[begin Extracted material]
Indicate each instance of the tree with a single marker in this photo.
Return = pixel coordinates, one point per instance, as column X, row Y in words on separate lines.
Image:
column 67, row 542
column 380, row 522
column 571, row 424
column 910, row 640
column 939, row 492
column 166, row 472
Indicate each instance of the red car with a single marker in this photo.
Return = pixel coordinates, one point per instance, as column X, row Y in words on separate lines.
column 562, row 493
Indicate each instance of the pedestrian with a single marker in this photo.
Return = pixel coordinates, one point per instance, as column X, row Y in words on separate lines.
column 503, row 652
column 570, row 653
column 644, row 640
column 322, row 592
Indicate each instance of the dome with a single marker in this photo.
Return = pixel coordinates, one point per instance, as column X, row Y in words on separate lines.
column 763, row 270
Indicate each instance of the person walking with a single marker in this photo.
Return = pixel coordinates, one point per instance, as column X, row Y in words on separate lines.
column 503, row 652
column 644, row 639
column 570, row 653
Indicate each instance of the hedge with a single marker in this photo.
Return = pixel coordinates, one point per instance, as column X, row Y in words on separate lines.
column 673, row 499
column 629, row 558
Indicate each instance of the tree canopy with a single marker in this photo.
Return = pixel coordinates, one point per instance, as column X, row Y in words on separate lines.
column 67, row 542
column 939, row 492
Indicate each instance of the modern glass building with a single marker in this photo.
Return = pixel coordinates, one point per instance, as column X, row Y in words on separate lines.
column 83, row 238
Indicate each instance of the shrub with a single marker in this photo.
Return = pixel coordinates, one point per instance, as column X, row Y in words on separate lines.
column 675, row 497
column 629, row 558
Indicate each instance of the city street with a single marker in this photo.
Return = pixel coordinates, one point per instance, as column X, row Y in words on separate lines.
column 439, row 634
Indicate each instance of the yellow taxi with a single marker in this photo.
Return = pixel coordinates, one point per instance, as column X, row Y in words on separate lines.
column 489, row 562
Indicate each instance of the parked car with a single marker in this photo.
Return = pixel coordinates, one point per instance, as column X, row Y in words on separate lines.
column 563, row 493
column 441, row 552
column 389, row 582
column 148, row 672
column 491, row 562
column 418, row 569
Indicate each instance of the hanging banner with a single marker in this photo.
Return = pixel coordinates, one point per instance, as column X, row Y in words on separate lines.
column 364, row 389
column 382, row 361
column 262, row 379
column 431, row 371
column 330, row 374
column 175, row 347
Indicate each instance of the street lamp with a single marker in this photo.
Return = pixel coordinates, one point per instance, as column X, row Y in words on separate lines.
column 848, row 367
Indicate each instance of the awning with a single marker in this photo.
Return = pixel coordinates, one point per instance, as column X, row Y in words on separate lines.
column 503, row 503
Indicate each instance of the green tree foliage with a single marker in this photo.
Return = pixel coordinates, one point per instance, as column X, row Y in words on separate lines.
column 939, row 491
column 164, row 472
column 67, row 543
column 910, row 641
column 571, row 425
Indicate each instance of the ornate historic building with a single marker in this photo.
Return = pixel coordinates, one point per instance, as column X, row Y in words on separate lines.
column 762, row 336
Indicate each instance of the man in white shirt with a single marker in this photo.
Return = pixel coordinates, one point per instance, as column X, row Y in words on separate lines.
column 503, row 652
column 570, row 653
[end Extracted material]
» Directions: Reproduce all of the records above word for word, keeping every line in its original order.

» Solution to this task:
Indicate each instance of the tree with a single marker in this photo.
Return = pixel coordinates, one point per instance, as column X, row Y in words on separate lines.
Image:
column 67, row 542
column 380, row 522
column 571, row 424
column 910, row 640
column 939, row 492
column 166, row 472
Indicate each instance of the red car with a single marker in this photo.
Return = pixel coordinates, one point per instance, as column X, row Y in words on separate lines.
column 562, row 493
Indicate each instance of the pedestrian with a single marker in this photo.
Return = pixel coordinates, one point per instance, as column X, row Y in words on separate lines.
column 503, row 652
column 570, row 653
column 644, row 640
column 322, row 592
Indicate each instance of the dome with a single marker in this photo.
Return = pixel coordinates, one point per instance, as column X, row Y in words on separate lines.
column 763, row 270
Indicate each instance of the person walking with a single marker in this photo.
Return = pixel coordinates, one point per instance, as column X, row Y in words on separate lines.
column 503, row 652
column 644, row 639
column 570, row 653
Indicate each instance of the hedge with a single marker in this photo.
Return = pixel coordinates, one point per instance, as column X, row Y in words on separate lines.
column 673, row 499
column 629, row 558
Indicate each instance of the tree canopy with a single marker in this photo.
Return = pixel coordinates, one point per instance, as column X, row Y in words on separate lines.
column 67, row 542
column 939, row 492
Indicate each instance of the modern glass building with a single marker in this photo.
Return = pixel coordinates, one point per instance, as column X, row Y in words on separate lines.
column 83, row 238
Indicate each instance of the shrub with a single marker in this photo.
Return = pixel coordinates, one point per instance, as column X, row Y in words on separate lines.
column 675, row 497
column 629, row 558
Indicate each instance of the city street with a single marker in this photo.
Return = pixel coordinates, one point per instance, as column X, row Y in words on separate lines.
column 439, row 634
Indicate each instance of the yellow taxi with a single marker in this photo.
Return = pixel coordinates, one point per instance, as column X, row Y in words on separate lines.
column 489, row 562
Indicate each instance of the parked car with a single marker in this photo.
Return = pixel coordinates, one point per instance, as column X, row Y in words on separate lines.
column 563, row 493
column 441, row 552
column 389, row 582
column 148, row 672
column 491, row 562
column 418, row 569
Indicate each instance of the hanging banner with a single marker in this photo.
Return = pixel coordinates, one point per instance, as column X, row Y in words on separate lines.
column 364, row 389
column 382, row 361
column 262, row 379
column 431, row 371
column 330, row 374
column 175, row 347
Indicate each instance of the street lamp with a single marker in this photo.
Return = pixel coordinates, one point per instance, as column X, row Y in words on separate lines.
column 848, row 367
Indicate each instance of the awning with a single marker in this photo.
Return = pixel coordinates, one point per instance, as column X, row Y in words on separate lines.
column 503, row 503
Indicate each instance of the green tree foliage with a single marker in this photo.
Return = pixel coordinates, one point per instance, as column X, row Y in words on separate lines.
column 939, row 491
column 164, row 472
column 67, row 543
column 910, row 641
column 571, row 425
Indicate each instance of the ornate historic building with a single marker in this photo.
Return = pixel coordinates, one point per instance, as column X, row Y in words on separate lines.
column 762, row 336
Indicate each instance of the man in white shirt with a single marker in this photo.
Return = pixel coordinates, one point per instance, as column X, row Y in words on separate lines.
column 503, row 652
column 570, row 653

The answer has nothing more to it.